> **Brano di lettura**
::::

Tutte queste persone, che ogni giorno si impegnano a rendere meno dura e più costruttiva la detenzione, hanno accolto nel pomeriggio di giovedì 6 aprile mons. Napolioni che nel grande teatro del plesso di via Palosca ha presieduto l’Eucaristia. In prima fila naturalmente la direttrice, dottoressa Gabriella Lusi, con il comandante della polizia penitenziaria Maria Teresa Filippone, alcuni agenti e diversi educatori. Sull’altare il cappellano don Musa, l’ex assistente spirituale don Felice Bosio, il direttore della Caritas cremonese don Antonio Pezzetti, don Pier Codazzi e il diacono Ruggeri. L’altro cappellano, don Ghisolfi, ha diretto il piccolo coro formato da detenuti e volontari che ha animato la liturgia, semplice, ma assai sentita.

Subito dopo il saluto liturgico, Rosario, un giovane carcerato ha dato il benvenuto a mons. Napolioni: «Siamo davvero felici di rivederla e siamo fieri ed orgogliosi di essere la comunità diocesana che ha la gioia di essere da Lei visitata con maggiore frequenza». «L’incontro con Gesù – ha proseguito il giovane – significa sperimentare la straordinaria opportunità di sentirsi al centro del cuore di qualcuno, non iscritti d’ufficio e a tempo indeterminato ad una categoria di disagio, non esclusi, non dimenticati. Lo sguardo di Gesù restituisce alle persone la dignità della propria unicità, pur con i propri errori, peccati e fallimenti». Rosario pur con un tono affabile non ha nascosto qualche amarezza: «Quella penitenziaria – ha concluso – è un’istituzione forzatamente complessa, ma uno dei suoi punti critici è una burocrazia lenta e macchinosa, capace di logorare anche la pazienza di un santo e incapace di leggere le storie e i bisogni delle persone».

::::

> **Dati mostrati**
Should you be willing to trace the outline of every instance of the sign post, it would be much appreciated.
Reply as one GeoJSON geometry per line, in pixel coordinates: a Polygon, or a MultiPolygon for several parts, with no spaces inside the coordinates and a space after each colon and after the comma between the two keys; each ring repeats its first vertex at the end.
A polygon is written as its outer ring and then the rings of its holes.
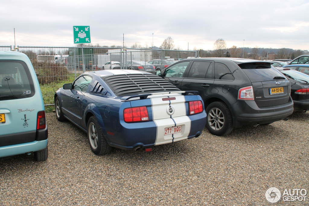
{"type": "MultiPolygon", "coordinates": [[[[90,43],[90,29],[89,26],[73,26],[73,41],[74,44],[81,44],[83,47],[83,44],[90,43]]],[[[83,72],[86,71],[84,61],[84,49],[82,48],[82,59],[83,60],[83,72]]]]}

::::

> **Esercizi**
(1) Stampa la parte del brano di lettura che va da "Tutte queste persone, che" fino a "ma assai sentita.".
(2) Stabilisci se ciascuna affermazione concorda con il brano di lettura, rispondendo sì o no e citando le parole del brano che lo decidono.
(a) L'Eucaristia è stata celebrata nel teatro del plesso di via Palosca.
(b) Il coro che ha animato la liturgia era composto soltanto da detenuti.
(c) Rosario ha dato il benvenuto a mons. Napolioni prima del saluto liturgico.

> **Le soluzioni**
(1)
Tutte queste persone, che ogni giorno si impegnano a rendere meno dura e più costruttiva la detenzione, hanno accolto nel pomeriggio di giovedì 6 aprile mons. Napolioni che nel grande teatro del plesso di via Palosca ha presieduto l’Eucaristia. In prima fila naturalmente la direttrice, dottoressa Gabriella Lusi, con il comandante della polizia penitenziaria Maria Teresa Filippone, alcuni agenti e diversi educatori. Sull’altare il cappellano don Musa, l’ex assistente spirituale don Felice Bosio, il direttore della Caritas cremonese don Antonio Pezzetti, don Pier Codazzi e il diacono Ruggeri. L’altro cappellano, don Ghisolfi, ha diretto il piccolo coro formato da detenuti e volontari che ha animato la liturgia, semplice, ma assai sentita.

(2)
(a) Sì: "nel grande teatro del plesso di via Palosca ha presieduto l’Eucaristia".
(b) No: "il piccolo coro formato da detenuti e volontari".
(c) No: "Subito dopo il saluto liturgico, Rosario, un giovane carcerato ha dato il benvenuto a mons. Napolioni".